** Texte du document **
>>>

J’avais 19 ans et j’habitais Puyberlie à Entrechaux. Arthur avait eu des échos que la guerre était déclarée et que les jeunes devaient partir au STO. Mais il n’a jamais voulu partir car il avait déjà des enfants ; il est resté à la maison. Il a dit : moi, je reste chez moi et quoiqu’il arrive je me défendrai. C’est comme ça qu’il a parlé avec ses oncles de Séguret qui étaient des maquisards. Il en a aussi causé avec Grangeon qui avait déjà monté un réseau pour aider les jeunes à ne pas partir. Beaucoup avaient pleuré car ils ne voulaient pas aller au STO.
Lui, il a fait son service à Nyons dans une ferme où il gardait les moutons et les vaches. Il y est resté pendant 8 mois. J’allais le voir à vélo avec l’Edwige. Quand il a eu fini, il s’occupait de tous les jeunes qui ne voulaient pas partir au STO et dans la maison c’était un aller-venu incessant. Quand Grangeon en avait un peu trop, il disait : je peux vous envoyer que chez le Tutu ! En pleine nuit on entendait taper à la porte, on allait ouvrir et c’était des jeunes avec des mots de passe de Grangeon, du colonel Beyne ou de Max Fischer. Ils nous disaient : il nous faut monter au Buis. Avant de partir il fallait les faire manger. J’allais tuer un lapin et je le cuisinais vite à la cheminée et je faisais des mias avec de la farine de maïs ; il n’y avait pas de pain. Le repas fini, Arthur montait deux jeunes sur sa moto - un devant, un derrière - et il partait les amener à Buis.
Grâce aux deux bœufs qu’on avait achetés, on labourait toutes nos terres et une année on avait fait beaucoup de blé (en 1944) et comme on ne voulait pas le donner aux Allemands, Arthur l’avait porté au moulin à Mollans pour faire de la farine. Quand il est allé la chercher avec ses collègues, il l’on portée chez le boulanger le père Bonavera qui a fait du pain blanc pour tout le village. La mère Bonavera - l’Augusta - en avait gardé un morceau sur sa cheminée en disant que jamais elle ne s’en séparerait. Tout un symbole !
Un jour, il était au bar à Entrechaux, chez la mère de Bruno en entendant un grand bruit, elle l’a fait passer par une fenêtre derrière pour s’enfuir vers le château. Il était agent de liaison et il avait un side-car pour aller chercher des armes, avec Lucien Grangeon à Avignon. Il y avait un caveau au cimetière de Vaison dans lequel les maquisards avaient caché des armes. Lors d’une perquisition, due à une dénonciation, les Allemands n’y ont rien trouvé car les résistants l’avaient vidé, juste avant.
Quand ils étaient tous couché dans les fainières, moi je dormais l’été sur une paillasse dehors sur la terrasse. J’écoutais s’il n’y avait pas de bruit ou si les Allemands n’arrivaient pas. Je faisais la sentinelle.

<<<

** Consignes écrites **
1. Répondez à ces questions sur le témoignage de la Résistance à Entrechaux :
(a) Pendant combien de temps Arthur est-il resté dans la ferme de Nyons ?
(b) À quel moulin a-t-il porté le blé de 1944 ?
(c) Où les maquisards avaient-ils caché des armes ?
2. Écrivez la suite du témoignage sur la Résistance à Entrechaux, s'il vous plaît, à partir de sa dernière phrase.
Les items ne sont pas utiles pour répondre.

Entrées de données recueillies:
>>>

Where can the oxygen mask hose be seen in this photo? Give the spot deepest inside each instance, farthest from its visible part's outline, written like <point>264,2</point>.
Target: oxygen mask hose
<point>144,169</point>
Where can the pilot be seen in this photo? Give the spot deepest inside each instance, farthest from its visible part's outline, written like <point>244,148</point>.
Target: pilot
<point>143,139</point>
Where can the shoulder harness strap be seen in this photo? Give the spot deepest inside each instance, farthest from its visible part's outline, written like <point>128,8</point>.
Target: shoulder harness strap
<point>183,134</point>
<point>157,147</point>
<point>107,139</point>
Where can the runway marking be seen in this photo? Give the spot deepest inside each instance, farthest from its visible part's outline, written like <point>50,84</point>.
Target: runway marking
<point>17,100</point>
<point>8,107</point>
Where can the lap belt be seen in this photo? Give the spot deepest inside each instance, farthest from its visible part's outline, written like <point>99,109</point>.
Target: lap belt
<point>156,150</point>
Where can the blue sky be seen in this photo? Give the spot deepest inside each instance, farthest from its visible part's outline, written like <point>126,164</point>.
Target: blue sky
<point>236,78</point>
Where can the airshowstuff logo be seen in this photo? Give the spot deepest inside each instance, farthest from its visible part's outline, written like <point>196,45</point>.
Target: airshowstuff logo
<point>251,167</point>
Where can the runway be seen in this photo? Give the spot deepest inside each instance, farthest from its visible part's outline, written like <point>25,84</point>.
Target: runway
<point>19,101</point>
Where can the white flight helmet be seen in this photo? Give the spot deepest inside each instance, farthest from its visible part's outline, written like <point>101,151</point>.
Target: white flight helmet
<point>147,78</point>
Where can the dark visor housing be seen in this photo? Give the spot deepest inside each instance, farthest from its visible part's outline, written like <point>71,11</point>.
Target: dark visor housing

<<<

** Réponses **
1.
(a) Pendant 8 mois.
(b) Au moulin de Mollans.
(c) Dans un caveau du cimetière de Vaison.

2.
Les jeunes voulaient prouver qu’ils étaient là. Ils avaient installé une mitrailleuse sur le Bosquet. Arthur leur a dit : c’est très dangereux, vous êtes mal placé. Mais ils se sont moqués de lui en le traitant de « froussard ». Une heure après, il a entendu tirer, c’était sur des gens qui se baignaient dans la rivière. Ces jeunes maquisards étaient inconscients et très mal organisés Pourquoi ils étaient si bêtes ? Ils croyaient arrêter une colonne d’Allemands avec un simple révolver. C’était la fougue de la jeunesse.
Un jeune résistant m’a appris une chanson qu’il avait composée pour les anciens maquisards car il voulait, même si ce n’était pas un chef-d’œuvre, garder une trace de cette camaraderie pour l’avenir. Arthur lui avait dit que je chantais bien. Quand j’ai eu les paroles je les ai apprises pendant plusieurs nuits pour les savoir par cœur. Cette chanson en dit beaucoup… ! Il a été tué un peu plus tard mais il n’est pas parti sans laisser un message : sa chanson.
Quand Arthur ne pouvait pas y aller, moi je passais partout avec le vélo de la mémène (la maman de MH). Il fallait porter un message griffonné au mémé de la Poussane et traverser Vaison. Tu le mets où ce papier ? Eh bien ! Dans le guidon de la bicyclette. Quand j’arrive au pont romain de Vaison, il y avait des Allemands avec des auto-mitrailleuses qui attendaient. Il avait bien vu le panneau que les maquisards avaient mis « Messieurs les Boches le pont romain vous dit Merde » car les Allemands n’avaient pas réussi à le faire sauter, alors qu’ils avaient pu détruire le pont neuf. Quand je suis venue pour passer, il y avait une auto-mitrailleuse de chaque côté. « Oh putain ! qu’est-ce que je fais ?- tu es foutue Henriette ! Tu ne verras plus tes petits ! » J’ai essayé de parler à un Allemand en lui expliquant que j’allais voir ma grand-mère qui était malade (comme le petit chaperon rouge). Alors il a pris mon vélo et il me l’a fait passer de l’autre côté du pont. « Je veux crever si c’est pas vrai ». Il y en avait qui ne voulaient pas faire la guerre comme les Français, ce n’était pas tous des salopards.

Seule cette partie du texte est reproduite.